== SELECTION
I am grateful to the eagle eyes of Andy who has discovered a previously unseen (at least by me) picture of Hatfield Road (right), taken from outside the former Liberal Club, again cWW1.  It is striking how narrow the road was – the same as the width of the hill down to the Crown.  But look to the right and we see a thick hedge.  Now, if there had been a wall here there would not have been room for a hedge, and the council would certainly not have wanted its expensive wall to be hidden, would it?

I think we can conclusively state that the wall was never built where it does not stand today, whatever the building specification stated.  The written record is not always the complete truth!




Monday, 7 July 2014

Court playing tennis

I have made good use of the past two weeks, sitting in front of the television with the remote control, attempting to keep up with various tennis matches on BBC1 ("this match continues on BBC2"), BBC2, the ubiquitous red button and online.  So, by the time the annual yellow-ball-fest came to a close, I still had just a few small strawberries left to savour.

While devouring these my mind began to wander to all those locations I once knew in the our East End where it was possible to play tennis.  On Sundays there was once a council regulation about enjoying oneself in one of its open spaces.  If you were caught you might have had to present yourself at a court of the legal variety – a couple of young men playing an informal game of footy in Camp Road were apprehended by a well-turned-out police officer and were delivered a fine for breaking a bylaw.

Courtesy St Albans Tennis Club
To play tennis "properly" you took your wooden racket in a frame, plus a couple of off-white or grey balls to the man at the booth in Clarence Park.  Until Mr Samuel Ryder paid for the grass courts – where the all-weather pitches are today – you could play on the football field which was marked out for the purpose in the summer months.

Three other opportunities opened up for play.  In the 1930s the County Council decided to install courts at its secondary schools.  But generally this meant when schools were in session, or by arrangement with a member of staff and the caretaker on Saturday.  School courts were, and still are, largely unused throughout the summer holiday period.
====
▶ TASKS:
1. In the blog excerpt, who paid for the grass courts in Clarence Park?
2. Please rewrite the paragraph of the blog excerpt that begins "To play tennis "properly"" as a short bulleted list, keeping its main facts.
== DATASET EXTRACT
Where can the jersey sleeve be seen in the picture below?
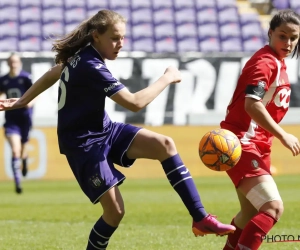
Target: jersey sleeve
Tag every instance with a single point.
(1, 85)
(259, 75)
(28, 82)
(103, 80)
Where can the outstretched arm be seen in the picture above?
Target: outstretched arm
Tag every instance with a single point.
(43, 83)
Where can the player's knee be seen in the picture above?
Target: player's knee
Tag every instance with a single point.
(274, 208)
(16, 153)
(265, 197)
(167, 145)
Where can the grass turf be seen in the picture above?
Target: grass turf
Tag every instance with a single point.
(56, 215)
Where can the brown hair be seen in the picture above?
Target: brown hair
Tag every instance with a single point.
(286, 16)
(69, 44)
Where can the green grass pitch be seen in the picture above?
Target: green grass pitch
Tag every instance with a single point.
(56, 215)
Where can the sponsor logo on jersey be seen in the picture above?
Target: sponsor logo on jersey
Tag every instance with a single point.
(112, 86)
(98, 66)
(96, 181)
(260, 89)
(255, 164)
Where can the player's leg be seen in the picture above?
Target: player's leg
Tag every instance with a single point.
(240, 221)
(99, 180)
(151, 145)
(24, 157)
(263, 194)
(113, 212)
(14, 141)
(25, 129)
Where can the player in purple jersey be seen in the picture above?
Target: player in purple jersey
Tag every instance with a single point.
(93, 143)
(17, 122)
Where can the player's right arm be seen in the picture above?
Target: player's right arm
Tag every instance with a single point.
(260, 77)
(137, 101)
(43, 83)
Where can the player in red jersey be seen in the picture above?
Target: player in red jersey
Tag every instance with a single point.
(259, 103)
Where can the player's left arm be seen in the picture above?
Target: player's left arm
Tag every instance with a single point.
(42, 84)
(29, 84)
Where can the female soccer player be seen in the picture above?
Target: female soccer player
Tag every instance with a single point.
(259, 103)
(93, 143)
(17, 122)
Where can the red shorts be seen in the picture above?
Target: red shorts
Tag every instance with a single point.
(251, 164)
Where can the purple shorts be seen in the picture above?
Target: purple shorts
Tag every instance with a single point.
(19, 128)
(94, 169)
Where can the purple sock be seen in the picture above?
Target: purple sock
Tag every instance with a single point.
(15, 164)
(100, 235)
(181, 180)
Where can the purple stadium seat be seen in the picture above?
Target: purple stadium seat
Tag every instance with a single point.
(30, 29)
(208, 15)
(96, 4)
(74, 15)
(166, 44)
(281, 4)
(253, 44)
(188, 44)
(223, 4)
(246, 18)
(32, 13)
(52, 3)
(27, 3)
(164, 30)
(230, 30)
(208, 30)
(70, 27)
(143, 44)
(295, 4)
(113, 4)
(9, 3)
(9, 44)
(128, 29)
(91, 12)
(30, 44)
(127, 44)
(228, 15)
(136, 4)
(141, 15)
(53, 29)
(232, 44)
(46, 45)
(124, 11)
(158, 4)
(9, 13)
(251, 29)
(185, 15)
(142, 30)
(163, 15)
(53, 14)
(210, 45)
(74, 4)
(186, 30)
(9, 28)
(179, 4)
(200, 4)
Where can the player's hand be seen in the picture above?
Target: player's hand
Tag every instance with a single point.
(292, 143)
(8, 104)
(174, 74)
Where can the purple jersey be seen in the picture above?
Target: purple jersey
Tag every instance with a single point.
(84, 84)
(14, 88)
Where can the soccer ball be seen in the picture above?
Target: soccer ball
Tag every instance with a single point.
(220, 150)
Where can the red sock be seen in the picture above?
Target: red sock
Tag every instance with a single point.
(256, 228)
(232, 239)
====
▶ COMPLETE ANSWERS:
1. Mr Samuel Ryder

2.
- To play tennis "properly," you took a wooden racket in a frame and a couple of off-white or grey balls to the man at the booth in Clarence Park.
- Before Mr Samuel Ryder paid for the grass courts, which stood where the all-weather pitches are today, you could play on the football field.
- The football field was marked out for tennis in the summer months.